Copy out, word for word, the data below from the line containing "In the photo above, where can the officer" through the last line of the data, including both of those lines.

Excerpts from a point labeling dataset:
******************************
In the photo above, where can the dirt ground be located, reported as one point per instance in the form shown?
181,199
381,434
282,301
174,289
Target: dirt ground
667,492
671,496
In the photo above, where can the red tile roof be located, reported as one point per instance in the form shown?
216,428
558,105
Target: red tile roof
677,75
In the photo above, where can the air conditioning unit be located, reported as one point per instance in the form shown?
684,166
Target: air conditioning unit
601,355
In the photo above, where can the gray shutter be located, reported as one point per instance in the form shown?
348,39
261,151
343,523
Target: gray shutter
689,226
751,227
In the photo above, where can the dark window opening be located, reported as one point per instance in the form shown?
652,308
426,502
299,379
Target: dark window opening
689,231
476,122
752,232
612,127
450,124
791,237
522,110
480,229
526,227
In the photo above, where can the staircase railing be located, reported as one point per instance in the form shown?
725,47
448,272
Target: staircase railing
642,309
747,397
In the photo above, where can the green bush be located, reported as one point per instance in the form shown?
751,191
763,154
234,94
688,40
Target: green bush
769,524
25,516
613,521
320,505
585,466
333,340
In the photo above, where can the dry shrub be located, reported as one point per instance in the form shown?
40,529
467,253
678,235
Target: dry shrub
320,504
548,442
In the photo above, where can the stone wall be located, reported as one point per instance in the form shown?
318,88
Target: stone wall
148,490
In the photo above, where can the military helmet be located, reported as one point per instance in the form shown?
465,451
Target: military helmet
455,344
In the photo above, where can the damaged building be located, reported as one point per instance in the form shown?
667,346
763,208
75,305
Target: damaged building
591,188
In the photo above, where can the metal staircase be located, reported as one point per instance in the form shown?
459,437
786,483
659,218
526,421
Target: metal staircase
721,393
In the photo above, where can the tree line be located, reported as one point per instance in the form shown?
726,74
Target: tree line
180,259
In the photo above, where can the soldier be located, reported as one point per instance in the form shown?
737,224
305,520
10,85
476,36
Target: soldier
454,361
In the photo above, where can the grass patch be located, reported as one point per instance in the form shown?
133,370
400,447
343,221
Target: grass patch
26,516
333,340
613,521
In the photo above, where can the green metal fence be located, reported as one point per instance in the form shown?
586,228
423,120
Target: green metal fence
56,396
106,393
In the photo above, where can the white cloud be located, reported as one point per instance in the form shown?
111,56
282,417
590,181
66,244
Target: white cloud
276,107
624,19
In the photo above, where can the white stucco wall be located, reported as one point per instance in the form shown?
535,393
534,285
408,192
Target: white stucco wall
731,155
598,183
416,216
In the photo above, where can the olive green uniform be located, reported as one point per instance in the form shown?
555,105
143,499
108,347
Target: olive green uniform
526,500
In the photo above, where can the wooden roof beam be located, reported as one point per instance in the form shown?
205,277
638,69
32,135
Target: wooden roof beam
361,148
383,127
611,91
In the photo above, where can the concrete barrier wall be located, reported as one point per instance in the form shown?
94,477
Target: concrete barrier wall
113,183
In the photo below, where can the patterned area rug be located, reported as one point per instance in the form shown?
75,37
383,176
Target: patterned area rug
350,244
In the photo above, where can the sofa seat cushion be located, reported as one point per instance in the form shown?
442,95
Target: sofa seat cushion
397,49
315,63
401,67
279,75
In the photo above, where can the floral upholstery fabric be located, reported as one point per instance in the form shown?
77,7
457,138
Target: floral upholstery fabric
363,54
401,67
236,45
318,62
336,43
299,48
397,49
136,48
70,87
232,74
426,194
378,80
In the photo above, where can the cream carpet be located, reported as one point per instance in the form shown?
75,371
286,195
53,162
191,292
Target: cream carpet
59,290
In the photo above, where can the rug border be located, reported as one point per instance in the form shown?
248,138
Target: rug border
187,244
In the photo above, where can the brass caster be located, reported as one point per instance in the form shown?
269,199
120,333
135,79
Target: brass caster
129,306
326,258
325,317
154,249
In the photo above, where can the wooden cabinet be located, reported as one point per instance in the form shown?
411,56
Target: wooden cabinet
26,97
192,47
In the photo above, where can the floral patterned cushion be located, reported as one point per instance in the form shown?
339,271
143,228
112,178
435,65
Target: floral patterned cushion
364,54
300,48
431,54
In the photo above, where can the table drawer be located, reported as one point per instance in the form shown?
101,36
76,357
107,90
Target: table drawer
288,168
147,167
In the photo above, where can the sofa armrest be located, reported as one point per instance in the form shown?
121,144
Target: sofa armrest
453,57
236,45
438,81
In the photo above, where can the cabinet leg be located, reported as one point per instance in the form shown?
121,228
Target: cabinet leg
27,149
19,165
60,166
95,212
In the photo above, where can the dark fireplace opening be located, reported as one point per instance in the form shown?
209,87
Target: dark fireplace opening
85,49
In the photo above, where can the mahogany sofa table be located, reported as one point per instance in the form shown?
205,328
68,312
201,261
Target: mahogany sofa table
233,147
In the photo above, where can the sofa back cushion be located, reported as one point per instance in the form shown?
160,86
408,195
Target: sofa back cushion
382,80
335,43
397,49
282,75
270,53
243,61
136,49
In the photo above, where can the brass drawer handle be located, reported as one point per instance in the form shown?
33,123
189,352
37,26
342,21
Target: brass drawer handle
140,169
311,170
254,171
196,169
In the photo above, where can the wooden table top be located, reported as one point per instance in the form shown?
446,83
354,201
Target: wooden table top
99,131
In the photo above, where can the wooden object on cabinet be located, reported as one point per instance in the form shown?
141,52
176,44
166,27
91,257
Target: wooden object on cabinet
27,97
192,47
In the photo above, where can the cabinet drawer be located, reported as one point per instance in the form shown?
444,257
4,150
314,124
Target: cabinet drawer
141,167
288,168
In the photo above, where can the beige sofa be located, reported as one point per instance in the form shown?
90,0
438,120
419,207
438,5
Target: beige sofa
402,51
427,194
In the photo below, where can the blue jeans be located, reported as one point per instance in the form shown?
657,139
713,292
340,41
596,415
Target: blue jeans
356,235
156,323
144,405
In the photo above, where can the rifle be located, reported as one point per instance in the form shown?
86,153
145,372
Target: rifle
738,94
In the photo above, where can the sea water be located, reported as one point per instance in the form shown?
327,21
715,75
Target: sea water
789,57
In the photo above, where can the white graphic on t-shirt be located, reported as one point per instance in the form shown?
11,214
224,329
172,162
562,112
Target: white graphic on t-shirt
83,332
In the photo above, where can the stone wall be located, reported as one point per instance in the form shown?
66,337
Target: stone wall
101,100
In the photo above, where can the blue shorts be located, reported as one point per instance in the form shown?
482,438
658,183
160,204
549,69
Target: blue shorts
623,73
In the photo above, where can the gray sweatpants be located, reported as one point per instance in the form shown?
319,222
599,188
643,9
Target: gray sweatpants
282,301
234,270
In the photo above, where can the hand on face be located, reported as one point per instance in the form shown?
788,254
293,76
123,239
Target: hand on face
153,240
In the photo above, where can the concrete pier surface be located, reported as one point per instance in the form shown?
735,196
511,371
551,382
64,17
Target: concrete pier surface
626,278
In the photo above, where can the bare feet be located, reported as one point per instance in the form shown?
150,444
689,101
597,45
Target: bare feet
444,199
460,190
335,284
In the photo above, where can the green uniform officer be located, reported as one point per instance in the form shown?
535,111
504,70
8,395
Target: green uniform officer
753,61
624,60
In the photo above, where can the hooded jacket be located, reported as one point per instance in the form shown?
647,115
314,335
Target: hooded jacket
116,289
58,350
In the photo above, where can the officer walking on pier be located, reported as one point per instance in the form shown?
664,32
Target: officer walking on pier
******************************
Solution to the problem:
In the photo above, where can the officer walking on pier be located, reported as one point per instance in the form shown?
664,32
Target: officer walking on pier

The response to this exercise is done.